Begin Exercise materials

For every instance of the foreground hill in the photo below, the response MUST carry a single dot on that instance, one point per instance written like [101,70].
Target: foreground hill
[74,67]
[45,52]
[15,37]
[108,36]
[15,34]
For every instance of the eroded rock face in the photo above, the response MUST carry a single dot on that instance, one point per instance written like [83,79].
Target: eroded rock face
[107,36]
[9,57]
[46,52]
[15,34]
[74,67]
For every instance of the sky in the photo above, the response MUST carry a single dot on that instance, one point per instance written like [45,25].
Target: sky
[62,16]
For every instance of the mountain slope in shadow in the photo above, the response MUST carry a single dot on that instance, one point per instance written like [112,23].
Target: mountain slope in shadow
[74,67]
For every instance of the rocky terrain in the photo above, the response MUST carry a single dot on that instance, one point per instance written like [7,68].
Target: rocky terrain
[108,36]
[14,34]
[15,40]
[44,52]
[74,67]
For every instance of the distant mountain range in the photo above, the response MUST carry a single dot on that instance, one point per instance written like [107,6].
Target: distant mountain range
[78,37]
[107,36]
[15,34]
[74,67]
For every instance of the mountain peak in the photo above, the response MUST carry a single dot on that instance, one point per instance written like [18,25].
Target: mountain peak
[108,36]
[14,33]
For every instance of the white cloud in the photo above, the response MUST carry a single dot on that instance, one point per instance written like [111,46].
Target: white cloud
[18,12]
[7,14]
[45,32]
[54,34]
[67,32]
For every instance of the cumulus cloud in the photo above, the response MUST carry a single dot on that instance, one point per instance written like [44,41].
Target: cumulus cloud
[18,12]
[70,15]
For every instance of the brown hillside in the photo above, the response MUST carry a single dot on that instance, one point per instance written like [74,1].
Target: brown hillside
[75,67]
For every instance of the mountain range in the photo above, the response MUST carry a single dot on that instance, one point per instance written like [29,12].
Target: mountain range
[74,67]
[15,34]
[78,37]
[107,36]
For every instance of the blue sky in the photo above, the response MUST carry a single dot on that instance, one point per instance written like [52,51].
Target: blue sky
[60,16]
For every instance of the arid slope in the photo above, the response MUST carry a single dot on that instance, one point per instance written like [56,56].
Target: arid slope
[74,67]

End Exercise materials
Begin Exercise materials

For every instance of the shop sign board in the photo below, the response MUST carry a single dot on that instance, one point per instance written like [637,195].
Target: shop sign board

End Exercise materials

_What the task requires_.
Rewrite the stretch from the line that contains "For every instance of the shop" through the line that contains "Target: shop sign board", replacing "shop sign board" with "storefront sign" and leaving everything else unchanged.

_Task solution_.
For every instance of the storefront sign in the photo below, the response MUST carry a single dot on that instance, one point per instance written like [637,195].
Target: storefront sign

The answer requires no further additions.